GOAL: Output, please, every line from the line that holds "(427,169) (no space after the comma)." to the end, exactly as written.

AVAILABLE DATA:
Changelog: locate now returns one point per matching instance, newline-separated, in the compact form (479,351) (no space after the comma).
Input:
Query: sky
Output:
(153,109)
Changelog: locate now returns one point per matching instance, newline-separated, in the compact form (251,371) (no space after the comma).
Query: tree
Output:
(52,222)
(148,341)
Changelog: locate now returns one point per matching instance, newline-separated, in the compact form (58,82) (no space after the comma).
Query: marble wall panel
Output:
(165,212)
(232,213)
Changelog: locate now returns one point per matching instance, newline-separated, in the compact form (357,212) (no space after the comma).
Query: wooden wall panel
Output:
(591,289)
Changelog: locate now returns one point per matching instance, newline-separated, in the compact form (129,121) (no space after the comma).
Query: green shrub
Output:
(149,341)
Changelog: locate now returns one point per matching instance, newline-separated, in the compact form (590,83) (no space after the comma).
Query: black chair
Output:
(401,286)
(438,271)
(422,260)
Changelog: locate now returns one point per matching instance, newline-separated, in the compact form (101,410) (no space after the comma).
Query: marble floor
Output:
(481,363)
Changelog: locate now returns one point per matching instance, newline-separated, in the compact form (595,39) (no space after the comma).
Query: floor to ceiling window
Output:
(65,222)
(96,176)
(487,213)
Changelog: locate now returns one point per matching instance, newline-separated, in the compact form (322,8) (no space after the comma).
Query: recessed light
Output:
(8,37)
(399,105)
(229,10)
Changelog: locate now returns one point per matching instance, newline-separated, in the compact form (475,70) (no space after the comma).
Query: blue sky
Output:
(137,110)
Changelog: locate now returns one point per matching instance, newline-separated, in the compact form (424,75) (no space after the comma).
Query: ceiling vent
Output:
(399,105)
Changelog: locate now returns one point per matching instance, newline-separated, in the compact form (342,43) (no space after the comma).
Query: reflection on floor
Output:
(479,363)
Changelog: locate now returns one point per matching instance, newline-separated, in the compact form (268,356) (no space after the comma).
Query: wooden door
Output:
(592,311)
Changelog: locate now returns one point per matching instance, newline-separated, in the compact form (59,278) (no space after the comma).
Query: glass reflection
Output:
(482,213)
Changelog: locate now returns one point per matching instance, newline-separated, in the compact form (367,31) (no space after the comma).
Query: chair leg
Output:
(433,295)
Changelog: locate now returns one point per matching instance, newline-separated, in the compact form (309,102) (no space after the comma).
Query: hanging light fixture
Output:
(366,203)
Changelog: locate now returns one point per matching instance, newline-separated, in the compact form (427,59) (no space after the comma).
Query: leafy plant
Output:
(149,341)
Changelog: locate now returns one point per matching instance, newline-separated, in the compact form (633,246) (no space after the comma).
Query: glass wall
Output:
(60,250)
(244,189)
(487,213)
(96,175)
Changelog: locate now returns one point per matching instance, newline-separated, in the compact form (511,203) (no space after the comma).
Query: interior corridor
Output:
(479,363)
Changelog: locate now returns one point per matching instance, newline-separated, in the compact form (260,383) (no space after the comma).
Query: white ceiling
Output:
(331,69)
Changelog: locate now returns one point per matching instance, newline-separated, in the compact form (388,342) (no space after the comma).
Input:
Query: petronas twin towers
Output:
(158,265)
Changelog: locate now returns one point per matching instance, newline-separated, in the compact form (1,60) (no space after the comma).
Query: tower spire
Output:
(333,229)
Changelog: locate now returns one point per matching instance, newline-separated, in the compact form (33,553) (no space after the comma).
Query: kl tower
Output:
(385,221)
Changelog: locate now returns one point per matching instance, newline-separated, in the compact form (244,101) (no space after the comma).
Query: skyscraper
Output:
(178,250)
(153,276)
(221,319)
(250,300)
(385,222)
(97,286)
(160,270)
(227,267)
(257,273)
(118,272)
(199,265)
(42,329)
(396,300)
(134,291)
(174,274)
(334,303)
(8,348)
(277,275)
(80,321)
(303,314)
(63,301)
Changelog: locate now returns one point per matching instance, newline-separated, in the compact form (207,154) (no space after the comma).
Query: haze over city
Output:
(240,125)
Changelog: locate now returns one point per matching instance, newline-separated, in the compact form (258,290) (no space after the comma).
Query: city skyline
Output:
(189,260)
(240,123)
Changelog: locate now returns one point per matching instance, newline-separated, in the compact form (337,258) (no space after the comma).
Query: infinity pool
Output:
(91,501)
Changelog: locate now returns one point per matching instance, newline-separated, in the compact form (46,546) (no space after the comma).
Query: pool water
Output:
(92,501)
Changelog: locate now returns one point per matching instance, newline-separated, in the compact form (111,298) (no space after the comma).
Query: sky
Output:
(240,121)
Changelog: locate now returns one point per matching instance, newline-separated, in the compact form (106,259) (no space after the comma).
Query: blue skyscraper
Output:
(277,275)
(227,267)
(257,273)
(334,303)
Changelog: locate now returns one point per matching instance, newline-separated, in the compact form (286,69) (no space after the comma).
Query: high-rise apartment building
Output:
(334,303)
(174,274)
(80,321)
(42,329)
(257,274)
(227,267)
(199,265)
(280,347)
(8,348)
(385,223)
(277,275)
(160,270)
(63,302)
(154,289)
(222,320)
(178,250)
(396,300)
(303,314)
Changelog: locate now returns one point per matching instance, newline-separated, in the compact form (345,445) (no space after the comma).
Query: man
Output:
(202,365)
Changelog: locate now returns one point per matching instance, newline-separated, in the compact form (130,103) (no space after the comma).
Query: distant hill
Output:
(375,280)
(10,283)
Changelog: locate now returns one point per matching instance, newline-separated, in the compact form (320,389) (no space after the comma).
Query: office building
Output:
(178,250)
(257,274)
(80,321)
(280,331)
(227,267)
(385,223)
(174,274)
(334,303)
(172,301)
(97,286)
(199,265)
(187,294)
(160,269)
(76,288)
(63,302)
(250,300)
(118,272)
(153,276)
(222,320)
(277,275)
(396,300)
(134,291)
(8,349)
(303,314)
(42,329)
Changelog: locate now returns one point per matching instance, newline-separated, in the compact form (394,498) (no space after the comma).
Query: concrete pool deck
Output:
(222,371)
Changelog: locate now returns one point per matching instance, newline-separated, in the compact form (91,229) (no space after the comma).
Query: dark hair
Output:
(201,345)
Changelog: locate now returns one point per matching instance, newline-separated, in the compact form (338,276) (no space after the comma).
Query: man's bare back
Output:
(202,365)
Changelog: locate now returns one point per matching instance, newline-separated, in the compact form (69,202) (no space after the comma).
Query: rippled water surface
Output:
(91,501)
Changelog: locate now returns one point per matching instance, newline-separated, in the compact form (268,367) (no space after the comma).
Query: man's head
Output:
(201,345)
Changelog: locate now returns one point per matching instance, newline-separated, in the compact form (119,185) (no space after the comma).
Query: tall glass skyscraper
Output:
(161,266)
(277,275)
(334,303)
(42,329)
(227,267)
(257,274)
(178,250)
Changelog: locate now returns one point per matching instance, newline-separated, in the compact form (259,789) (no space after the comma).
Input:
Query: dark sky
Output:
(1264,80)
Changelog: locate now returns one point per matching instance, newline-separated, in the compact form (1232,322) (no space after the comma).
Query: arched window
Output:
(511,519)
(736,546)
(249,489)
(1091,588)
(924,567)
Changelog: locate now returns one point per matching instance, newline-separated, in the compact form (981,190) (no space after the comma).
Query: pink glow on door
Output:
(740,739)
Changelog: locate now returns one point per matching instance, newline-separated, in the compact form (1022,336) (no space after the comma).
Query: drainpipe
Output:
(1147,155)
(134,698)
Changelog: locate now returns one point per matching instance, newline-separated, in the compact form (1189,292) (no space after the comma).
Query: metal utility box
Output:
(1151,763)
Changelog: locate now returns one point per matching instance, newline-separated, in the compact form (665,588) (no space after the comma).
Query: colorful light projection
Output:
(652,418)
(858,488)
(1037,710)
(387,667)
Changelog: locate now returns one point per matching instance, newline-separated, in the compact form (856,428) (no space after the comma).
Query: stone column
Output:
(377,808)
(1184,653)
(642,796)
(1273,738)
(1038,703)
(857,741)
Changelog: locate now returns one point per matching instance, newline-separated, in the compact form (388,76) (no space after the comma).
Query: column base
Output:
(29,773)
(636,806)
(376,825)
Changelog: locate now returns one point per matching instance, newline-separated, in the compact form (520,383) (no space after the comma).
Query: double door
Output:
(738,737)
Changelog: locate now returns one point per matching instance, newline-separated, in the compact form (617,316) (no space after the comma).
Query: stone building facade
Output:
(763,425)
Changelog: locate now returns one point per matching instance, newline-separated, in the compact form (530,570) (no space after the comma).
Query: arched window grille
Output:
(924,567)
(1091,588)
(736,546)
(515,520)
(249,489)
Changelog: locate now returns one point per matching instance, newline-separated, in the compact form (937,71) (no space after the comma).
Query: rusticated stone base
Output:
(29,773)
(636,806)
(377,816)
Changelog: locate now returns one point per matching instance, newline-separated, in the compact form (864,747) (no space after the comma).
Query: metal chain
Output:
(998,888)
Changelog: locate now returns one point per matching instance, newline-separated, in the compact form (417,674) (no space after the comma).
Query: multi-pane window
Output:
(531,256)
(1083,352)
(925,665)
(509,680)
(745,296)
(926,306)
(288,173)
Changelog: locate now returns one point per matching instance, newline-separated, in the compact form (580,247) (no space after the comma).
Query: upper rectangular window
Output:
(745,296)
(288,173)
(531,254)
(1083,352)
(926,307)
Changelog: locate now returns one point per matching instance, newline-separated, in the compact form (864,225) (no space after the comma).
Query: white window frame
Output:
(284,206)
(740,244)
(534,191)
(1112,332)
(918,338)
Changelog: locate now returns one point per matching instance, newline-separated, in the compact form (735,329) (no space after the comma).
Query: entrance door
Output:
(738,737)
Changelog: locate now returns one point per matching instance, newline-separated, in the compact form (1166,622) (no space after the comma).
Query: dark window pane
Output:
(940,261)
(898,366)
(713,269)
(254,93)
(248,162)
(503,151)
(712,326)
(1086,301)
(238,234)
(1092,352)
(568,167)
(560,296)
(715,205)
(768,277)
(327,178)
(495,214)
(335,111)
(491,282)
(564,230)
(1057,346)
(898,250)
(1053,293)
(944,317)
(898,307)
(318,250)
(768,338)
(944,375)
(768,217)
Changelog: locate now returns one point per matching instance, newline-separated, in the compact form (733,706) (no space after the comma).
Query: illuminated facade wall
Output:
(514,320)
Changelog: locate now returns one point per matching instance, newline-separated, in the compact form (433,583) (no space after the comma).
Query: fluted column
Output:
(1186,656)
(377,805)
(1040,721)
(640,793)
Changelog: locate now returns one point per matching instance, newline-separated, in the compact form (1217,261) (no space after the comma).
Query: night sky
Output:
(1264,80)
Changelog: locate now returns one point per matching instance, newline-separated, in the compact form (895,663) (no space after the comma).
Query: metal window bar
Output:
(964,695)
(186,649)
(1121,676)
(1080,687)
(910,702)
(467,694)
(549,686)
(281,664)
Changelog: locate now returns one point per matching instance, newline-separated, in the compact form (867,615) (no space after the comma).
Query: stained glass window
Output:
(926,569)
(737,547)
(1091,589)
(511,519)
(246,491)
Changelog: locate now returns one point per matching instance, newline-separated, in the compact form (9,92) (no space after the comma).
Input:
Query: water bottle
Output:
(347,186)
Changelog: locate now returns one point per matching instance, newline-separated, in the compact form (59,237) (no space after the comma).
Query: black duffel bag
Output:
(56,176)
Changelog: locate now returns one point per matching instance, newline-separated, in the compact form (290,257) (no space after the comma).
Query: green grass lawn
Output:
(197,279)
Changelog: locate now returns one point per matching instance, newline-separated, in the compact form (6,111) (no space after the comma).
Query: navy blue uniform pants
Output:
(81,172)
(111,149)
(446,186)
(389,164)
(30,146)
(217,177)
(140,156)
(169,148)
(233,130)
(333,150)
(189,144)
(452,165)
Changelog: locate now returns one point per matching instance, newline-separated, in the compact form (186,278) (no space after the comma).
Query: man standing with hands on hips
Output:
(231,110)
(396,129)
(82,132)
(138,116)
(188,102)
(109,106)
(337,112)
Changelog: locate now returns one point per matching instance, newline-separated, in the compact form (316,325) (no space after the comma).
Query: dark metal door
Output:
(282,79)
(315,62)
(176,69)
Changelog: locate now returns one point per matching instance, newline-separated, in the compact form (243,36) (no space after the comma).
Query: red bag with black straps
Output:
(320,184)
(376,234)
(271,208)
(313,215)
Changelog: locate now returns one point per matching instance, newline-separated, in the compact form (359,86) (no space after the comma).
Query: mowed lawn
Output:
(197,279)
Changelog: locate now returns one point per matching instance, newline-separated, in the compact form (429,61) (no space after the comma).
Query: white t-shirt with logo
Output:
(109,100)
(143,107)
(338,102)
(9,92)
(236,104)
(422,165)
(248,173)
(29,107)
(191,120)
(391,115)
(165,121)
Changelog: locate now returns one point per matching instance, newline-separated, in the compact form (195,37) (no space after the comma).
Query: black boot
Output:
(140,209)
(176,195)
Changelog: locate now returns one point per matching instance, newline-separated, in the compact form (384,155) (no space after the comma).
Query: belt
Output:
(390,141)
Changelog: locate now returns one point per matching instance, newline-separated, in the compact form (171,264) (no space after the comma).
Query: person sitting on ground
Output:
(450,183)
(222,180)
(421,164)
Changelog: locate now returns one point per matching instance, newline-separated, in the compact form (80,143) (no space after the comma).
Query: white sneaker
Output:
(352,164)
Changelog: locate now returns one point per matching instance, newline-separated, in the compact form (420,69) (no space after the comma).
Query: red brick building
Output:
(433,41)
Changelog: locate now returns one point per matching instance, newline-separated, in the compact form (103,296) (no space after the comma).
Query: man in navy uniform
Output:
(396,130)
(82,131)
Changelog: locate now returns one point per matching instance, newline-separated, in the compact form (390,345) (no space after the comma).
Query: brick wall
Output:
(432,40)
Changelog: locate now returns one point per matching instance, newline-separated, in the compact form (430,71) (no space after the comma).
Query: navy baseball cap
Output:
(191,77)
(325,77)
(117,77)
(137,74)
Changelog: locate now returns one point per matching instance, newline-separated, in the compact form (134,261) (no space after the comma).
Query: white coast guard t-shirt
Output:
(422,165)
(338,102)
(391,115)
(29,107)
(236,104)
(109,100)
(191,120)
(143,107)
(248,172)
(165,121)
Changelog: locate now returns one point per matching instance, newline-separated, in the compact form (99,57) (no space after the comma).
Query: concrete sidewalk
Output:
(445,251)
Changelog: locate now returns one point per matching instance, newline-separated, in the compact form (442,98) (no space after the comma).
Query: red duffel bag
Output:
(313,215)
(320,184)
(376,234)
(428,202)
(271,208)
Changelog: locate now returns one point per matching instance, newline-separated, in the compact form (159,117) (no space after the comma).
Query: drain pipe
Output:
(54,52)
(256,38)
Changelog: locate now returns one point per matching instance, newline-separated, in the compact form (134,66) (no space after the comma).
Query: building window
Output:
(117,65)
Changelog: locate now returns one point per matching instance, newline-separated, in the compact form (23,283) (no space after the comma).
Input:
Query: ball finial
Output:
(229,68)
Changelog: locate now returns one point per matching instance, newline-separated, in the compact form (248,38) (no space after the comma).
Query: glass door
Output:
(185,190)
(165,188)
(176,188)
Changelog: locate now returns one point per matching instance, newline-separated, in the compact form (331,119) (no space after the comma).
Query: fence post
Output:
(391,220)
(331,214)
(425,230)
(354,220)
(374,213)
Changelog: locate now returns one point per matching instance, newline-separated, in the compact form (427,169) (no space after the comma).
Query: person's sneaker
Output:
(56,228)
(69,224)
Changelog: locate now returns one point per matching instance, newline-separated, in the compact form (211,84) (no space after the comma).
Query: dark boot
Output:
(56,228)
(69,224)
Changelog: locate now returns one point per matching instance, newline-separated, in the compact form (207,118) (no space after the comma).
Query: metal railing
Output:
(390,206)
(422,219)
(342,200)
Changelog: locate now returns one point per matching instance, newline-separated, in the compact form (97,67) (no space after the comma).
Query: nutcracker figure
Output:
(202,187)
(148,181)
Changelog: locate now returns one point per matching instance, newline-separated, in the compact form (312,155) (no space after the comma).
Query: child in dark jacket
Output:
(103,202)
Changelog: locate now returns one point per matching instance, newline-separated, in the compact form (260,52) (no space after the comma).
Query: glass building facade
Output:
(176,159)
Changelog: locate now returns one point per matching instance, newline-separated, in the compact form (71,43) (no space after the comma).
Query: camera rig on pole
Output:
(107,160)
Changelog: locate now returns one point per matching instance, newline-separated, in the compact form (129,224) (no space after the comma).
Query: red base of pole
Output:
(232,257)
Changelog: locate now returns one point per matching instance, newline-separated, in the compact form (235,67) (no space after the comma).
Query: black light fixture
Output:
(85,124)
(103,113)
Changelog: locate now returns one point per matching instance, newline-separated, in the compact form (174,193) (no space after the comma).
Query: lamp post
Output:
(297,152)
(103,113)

COMPLETED TASK:
Changelog: locate now returns one point per matching instance, newline-separated, in the compact form (427,169) (no space after the comma).
Query: person's sneaker
Output:
(56,228)
(69,224)
Changelog: locate now returns one point per matching instance, newline-separated, in the compact form (211,84) (no space after the comma).
Query: dark boot
Output:
(56,228)
(69,224)
Changelog: locate now returns one point per matching instance, newline-separated, in the compact form (207,118) (no space after the comma).
Query: metal railing
Output:
(390,206)
(422,219)
(342,200)
Changelog: locate now returns one point per matching instance, newline-separated, in the compact form (97,67) (no space after the comma).
Query: nutcracker figure
Output:
(202,187)
(148,181)
Changelog: locate now returns one point per matching instance, newline-separated, in the compact form (312,155) (no space after the comma).
Query: child in dark jacket
Output:
(103,202)
Changelog: locate now returns one point per matching instance, newline-separated, in the compact form (260,52) (no space after the comma).
Query: glass building facade
Output:
(176,159)
Changelog: locate now returns one point per matching instance, newline-separated, in the compact form (71,43) (no space after the comma).
Query: camera rig on pole
Output:
(107,160)
Changelog: locate now returns one point per matching instance, newline-separated, in the compact form (129,224) (no space after the comma).
Query: red base of pole
Output:
(232,257)
Changelog: locate now returns one point per matching instance, newline-separated, in the compact form (235,67) (no space after the comma).
Query: black light fixture
Output:
(85,124)
(103,113)
Changelog: locate now returns one point per matching instance, newline-separated, in the compact form (174,193) (no space after the comma).
Query: lamp post
Output:
(297,152)
(103,113)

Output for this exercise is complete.